EXTRACT PROVIDED
■ ■ ■ ■

Jeremy Stafford-Deitsch outlines the history of the Bimini Biological Field Station, the brainchild of Dr Samuel Gruber that has been operating in the Bahamas for 25 years.
Dr Samuel ‘Doc’ Gruber had two massive battles with cancer. In late 1989 he finally put the disease behind him and, through sheer hard work, regained his strength. He was in his early 50s and pondered the state of his career: the endless days spent in the University of Miami’s marine school laboratory; the bureaucratic battles required to equip it so he could learn more and more about the vision of sharks but less and less about the sharks themselves; the never-ending hassles to get funding for his ambitious ship-borne research expeditions; the back-stabbing and petty jealousies of university life. It was time for a change in direction.

■ ■ ■ ■

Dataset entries

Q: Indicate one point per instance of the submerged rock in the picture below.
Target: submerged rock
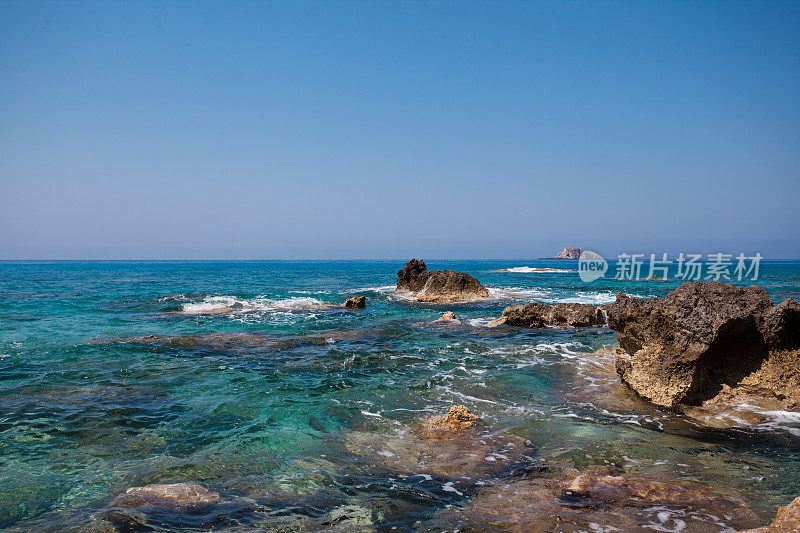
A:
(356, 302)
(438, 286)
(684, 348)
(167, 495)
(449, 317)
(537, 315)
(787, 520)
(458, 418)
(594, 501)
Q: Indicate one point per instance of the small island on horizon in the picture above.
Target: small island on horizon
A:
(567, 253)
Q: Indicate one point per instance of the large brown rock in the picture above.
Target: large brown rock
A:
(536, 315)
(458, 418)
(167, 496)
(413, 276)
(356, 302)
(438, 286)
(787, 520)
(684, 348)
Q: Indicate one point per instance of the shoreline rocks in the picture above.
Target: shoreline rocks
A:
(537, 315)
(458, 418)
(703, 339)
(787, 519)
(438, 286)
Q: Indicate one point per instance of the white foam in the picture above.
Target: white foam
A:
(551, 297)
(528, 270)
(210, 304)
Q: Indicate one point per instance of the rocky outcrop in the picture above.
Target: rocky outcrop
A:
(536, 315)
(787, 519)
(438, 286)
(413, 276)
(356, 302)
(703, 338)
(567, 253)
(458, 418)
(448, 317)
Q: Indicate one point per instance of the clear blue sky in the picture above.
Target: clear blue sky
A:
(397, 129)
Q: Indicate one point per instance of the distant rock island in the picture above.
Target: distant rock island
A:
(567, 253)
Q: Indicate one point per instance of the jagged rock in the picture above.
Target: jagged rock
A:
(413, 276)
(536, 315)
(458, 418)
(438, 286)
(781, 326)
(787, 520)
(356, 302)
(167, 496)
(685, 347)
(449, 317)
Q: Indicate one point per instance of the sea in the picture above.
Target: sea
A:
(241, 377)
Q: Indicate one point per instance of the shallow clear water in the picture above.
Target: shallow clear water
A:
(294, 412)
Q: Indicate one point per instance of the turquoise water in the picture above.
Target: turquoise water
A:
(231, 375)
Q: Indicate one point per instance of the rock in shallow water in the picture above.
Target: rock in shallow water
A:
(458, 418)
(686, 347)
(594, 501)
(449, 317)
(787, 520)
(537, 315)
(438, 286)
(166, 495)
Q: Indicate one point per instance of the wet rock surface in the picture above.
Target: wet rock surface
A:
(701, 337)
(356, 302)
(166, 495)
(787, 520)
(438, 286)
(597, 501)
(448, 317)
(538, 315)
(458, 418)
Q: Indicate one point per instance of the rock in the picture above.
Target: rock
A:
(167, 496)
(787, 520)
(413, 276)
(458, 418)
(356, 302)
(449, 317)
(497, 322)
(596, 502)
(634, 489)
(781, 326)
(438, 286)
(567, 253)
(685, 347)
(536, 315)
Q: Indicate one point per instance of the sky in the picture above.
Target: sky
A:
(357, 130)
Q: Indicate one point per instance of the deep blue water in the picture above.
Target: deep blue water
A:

■ ■ ■ ■

PROBLEM TO SOLVE
Echo the whole text about the Bimini Biological Field Station word for word. These entries have no connection to the text about the Bimini Biological Field Station.

SOLUTION FOR THIS PROBLEM
Jeremy Stafford-Deitsch outlines the history of the Bimini Biological Field Station, the brainchild of Dr Samuel Gruber that has been operating in the Bahamas for 25 years.
Dr Samuel ‘Doc’ Gruber had two massive battles with cancer. In late 1989 he finally put the disease behind him and, through sheer hard work, regained his strength. He was in his early 50s and pondered the state of his career: the endless days spent in the University of Miami’s marine school laboratory; the bureaucratic battles required to equip it so he could learn more and more about the vision of sharks but less and less about the sharks themselves; the never-ending hassles to get funding for his ambitious ship-borne research expeditions; the back-stabbing and petty jealousies of university life. It was time for a change in direction.